Annotation records:
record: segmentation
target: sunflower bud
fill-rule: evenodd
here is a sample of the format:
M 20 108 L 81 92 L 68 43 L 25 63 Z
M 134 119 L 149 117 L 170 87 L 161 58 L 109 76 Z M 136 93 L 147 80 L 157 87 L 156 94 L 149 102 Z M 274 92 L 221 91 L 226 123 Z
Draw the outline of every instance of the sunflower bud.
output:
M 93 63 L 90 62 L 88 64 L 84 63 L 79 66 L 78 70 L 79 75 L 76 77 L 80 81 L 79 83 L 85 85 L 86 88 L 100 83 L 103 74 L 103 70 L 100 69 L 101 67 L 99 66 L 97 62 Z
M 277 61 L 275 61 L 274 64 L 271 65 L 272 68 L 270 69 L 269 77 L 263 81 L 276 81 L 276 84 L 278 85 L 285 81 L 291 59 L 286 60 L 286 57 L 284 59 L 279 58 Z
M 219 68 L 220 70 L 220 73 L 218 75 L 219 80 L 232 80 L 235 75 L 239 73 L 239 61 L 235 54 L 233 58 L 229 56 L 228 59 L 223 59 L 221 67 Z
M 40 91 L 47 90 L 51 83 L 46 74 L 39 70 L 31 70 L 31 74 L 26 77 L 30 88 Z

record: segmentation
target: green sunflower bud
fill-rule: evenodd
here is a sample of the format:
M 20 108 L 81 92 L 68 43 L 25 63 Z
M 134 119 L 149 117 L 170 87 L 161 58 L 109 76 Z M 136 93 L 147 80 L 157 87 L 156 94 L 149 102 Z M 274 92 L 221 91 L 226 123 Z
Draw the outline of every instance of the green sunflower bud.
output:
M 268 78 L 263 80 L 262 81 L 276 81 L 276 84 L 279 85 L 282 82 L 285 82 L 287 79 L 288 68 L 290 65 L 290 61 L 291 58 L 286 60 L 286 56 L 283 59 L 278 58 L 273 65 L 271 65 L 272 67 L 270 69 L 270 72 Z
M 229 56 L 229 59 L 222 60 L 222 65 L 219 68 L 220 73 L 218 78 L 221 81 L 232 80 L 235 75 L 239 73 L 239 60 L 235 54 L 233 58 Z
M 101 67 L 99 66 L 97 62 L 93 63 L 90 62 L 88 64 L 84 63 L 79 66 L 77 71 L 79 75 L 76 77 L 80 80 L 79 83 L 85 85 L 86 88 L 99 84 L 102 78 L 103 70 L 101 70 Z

# Your objective
Format every line of the material above as a numbered list, omitting blank lines.

# Correct output
1. record: segmentation
2. target: sunflower bud
3. fill-rule: evenodd
4. here is a sample of the format:
5. M 20 108 L 81 92 L 68 43 L 25 63 Z
6. M 134 119 L 149 117 L 170 87 L 161 58 L 109 76 Z M 136 93 L 147 80 L 157 87 L 156 94 L 149 102 Z M 274 92 L 221 91 L 226 123 Z
7. Draw the outline of every instance of the sunflower bud.
8. output:
9. M 93 63 L 90 62 L 88 64 L 84 63 L 79 66 L 78 70 L 79 75 L 76 77 L 80 81 L 79 83 L 85 85 L 86 88 L 100 83 L 103 74 L 103 70 L 100 69 L 101 67 L 99 66 L 97 62 Z
10. M 277 61 L 275 61 L 274 64 L 271 65 L 272 68 L 270 69 L 269 77 L 263 81 L 276 81 L 276 84 L 278 85 L 285 81 L 291 59 L 286 60 L 286 57 L 284 59 L 279 58 Z
11. M 219 68 L 220 70 L 220 73 L 218 75 L 219 80 L 232 80 L 235 75 L 239 73 L 239 61 L 235 54 L 233 58 L 229 56 L 228 59 L 223 59 L 221 67 Z
12. M 40 91 L 47 90 L 51 83 L 46 74 L 39 70 L 31 70 L 31 74 L 26 77 L 30 88 Z
13. record: segmentation
14. target: green sunflower bud
15. fill-rule: evenodd
16. here is a sample of the format:
17. M 20 108 L 81 92 L 68 43 L 25 63 Z
18. M 134 119 L 149 117 L 170 87 L 161 58 L 109 76 Z M 136 93 L 147 80 L 157 87 L 156 94 L 149 102 Z M 274 92 L 221 91 L 226 123 Z
19. Draw the outline of every instance of the green sunflower bud.
20. output:
21. M 268 78 L 263 80 L 262 81 L 276 81 L 276 84 L 279 85 L 282 82 L 285 82 L 287 79 L 288 68 L 290 65 L 290 61 L 291 58 L 286 60 L 286 56 L 283 59 L 278 58 L 273 65 L 271 65 L 272 67 L 270 69 L 270 72 Z
22. M 229 56 L 229 59 L 222 60 L 222 65 L 219 68 L 220 73 L 218 78 L 221 81 L 232 80 L 235 75 L 239 73 L 239 60 L 235 54 L 233 58 Z
23. M 101 67 L 99 66 L 97 62 L 93 63 L 90 62 L 88 64 L 84 63 L 79 66 L 77 71 L 79 75 L 76 77 L 80 80 L 79 83 L 85 85 L 86 88 L 99 84 L 102 78 L 103 70 L 101 70 Z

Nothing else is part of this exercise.